• _Exercise instructions_: In the passage on opioid addiction, what reason did the woman in Fresno give for needing more Vicodin?

• _Selected passage_:
Content starts

We understand that when someone is addicted and they can’t get their substance of choice, they are often driven beyond frustration to desperation. A woman in Fresno, California, with a hydrocodone addiction posted a thread on an Internet discussion board asking anybody out there to help her get some Vicodin. That’s the kind of risk-taking behavior that leads to injury, robbery, and murder.
Of course, when this woman posted her plea for Vicodin, she didn’t say she had a hydrocodone addiction. She simply had to get an additional supply because her doctors were out of town. Sounds like a good story to me, right?
That’s what addiction can drive you to do—you reach out to the worst kind of people to get your drug of choice. In fact, you make those people your friends and hang out with them. That’s simply the nature of addiction. Desperation brings along its two close friends, Secrets and Lies. You probably know exactly what we’re talking about.
Facing Heroin, Oxycodone and Hydrocodone Addiction
In any 12-step group you attend—AA, NA, or Methadone Anonymous if you’re lucky enough to have an active local group—you will at some point need to make a searching and fearless moral inventory of yourself. Part of recovery is the need to admit, at least to yourself and to one other person, the nature of your wrongs. You don’t need to do that until you reach Step 8, so don’t worry about it now—but you should start thinking about it.
Many addiction treatment programs ask the new clients to think about Use, Consequences, and Secrets. It’s a common therapeutic model used in heroin, oxycodone, and hydrocodone addiction treatment. Think about the Vicodin or other drugs you’ve used and how your use resulted in both consequences and secrets.

Content ends

• _Provided data_:
Content starts

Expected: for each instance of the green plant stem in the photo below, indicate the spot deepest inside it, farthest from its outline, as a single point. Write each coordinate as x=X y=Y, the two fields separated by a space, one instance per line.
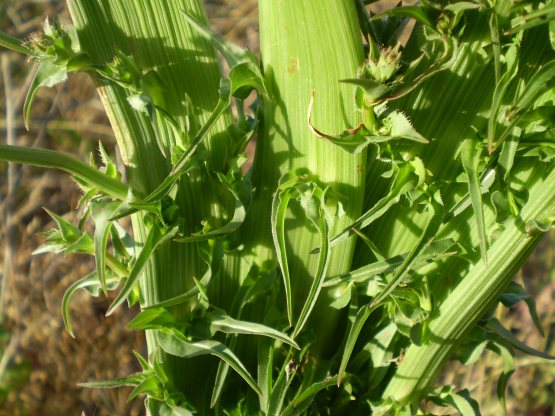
x=157 y=37
x=66 y=162
x=15 y=44
x=478 y=290
x=307 y=47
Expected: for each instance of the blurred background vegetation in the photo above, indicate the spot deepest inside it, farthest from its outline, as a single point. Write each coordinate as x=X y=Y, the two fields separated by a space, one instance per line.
x=40 y=364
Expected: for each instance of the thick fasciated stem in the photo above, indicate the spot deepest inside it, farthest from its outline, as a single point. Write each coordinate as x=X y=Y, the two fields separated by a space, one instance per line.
x=307 y=47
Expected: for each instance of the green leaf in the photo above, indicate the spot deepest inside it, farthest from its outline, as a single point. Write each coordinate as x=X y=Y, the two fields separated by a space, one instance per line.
x=239 y=214
x=401 y=128
x=471 y=150
x=407 y=178
x=432 y=225
x=279 y=210
x=541 y=82
x=265 y=361
x=167 y=410
x=101 y=212
x=220 y=321
x=92 y=285
x=354 y=332
x=436 y=250
x=158 y=318
x=380 y=351
x=48 y=74
x=514 y=294
x=177 y=344
x=462 y=401
x=212 y=254
x=109 y=168
x=423 y=15
x=69 y=232
x=183 y=165
x=156 y=236
x=63 y=161
x=151 y=385
x=318 y=281
x=495 y=326
x=129 y=381
x=305 y=398
x=529 y=20
x=279 y=389
x=509 y=368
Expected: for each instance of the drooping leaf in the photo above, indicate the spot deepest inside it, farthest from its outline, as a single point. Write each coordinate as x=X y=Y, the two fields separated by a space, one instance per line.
x=212 y=253
x=220 y=321
x=101 y=212
x=302 y=401
x=509 y=368
x=354 y=332
x=495 y=326
x=279 y=209
x=129 y=381
x=239 y=214
x=426 y=16
x=177 y=344
x=155 y=237
x=318 y=280
x=265 y=362
x=407 y=178
x=471 y=149
x=514 y=294
x=156 y=318
x=92 y=285
x=433 y=223
x=48 y=74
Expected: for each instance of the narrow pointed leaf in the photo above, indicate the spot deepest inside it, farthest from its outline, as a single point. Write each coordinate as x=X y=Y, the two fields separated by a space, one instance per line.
x=129 y=381
x=63 y=161
x=471 y=150
x=155 y=237
x=303 y=400
x=318 y=281
x=354 y=332
x=158 y=318
x=433 y=223
x=48 y=74
x=279 y=210
x=175 y=344
x=464 y=403
x=102 y=212
x=89 y=283
x=239 y=214
x=404 y=181
x=495 y=326
x=219 y=321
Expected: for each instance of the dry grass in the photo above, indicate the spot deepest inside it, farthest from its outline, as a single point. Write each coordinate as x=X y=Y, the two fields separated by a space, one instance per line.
x=34 y=340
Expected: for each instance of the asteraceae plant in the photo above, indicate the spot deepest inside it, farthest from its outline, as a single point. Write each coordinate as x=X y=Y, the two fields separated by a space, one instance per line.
x=395 y=189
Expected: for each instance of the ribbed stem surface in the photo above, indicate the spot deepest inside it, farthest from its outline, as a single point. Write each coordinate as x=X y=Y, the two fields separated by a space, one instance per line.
x=157 y=37
x=307 y=46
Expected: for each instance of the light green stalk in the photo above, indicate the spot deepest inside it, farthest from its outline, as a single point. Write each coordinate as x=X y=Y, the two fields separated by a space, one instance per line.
x=306 y=48
x=479 y=289
x=155 y=34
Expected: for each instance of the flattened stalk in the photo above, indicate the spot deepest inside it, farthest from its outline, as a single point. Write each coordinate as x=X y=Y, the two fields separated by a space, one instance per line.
x=306 y=49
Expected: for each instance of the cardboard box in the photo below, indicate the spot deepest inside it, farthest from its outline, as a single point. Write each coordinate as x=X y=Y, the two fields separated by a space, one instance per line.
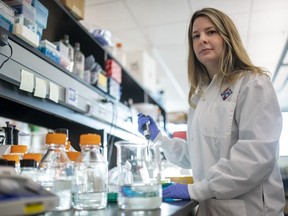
x=76 y=7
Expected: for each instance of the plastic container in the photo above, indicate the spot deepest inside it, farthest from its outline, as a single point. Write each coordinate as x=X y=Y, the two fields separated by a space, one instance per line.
x=79 y=61
x=34 y=156
x=90 y=185
x=18 y=150
x=41 y=14
x=13 y=160
x=70 y=56
x=28 y=169
x=54 y=170
x=139 y=176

Content ends

• _Solution_: She said her doctors were out of town.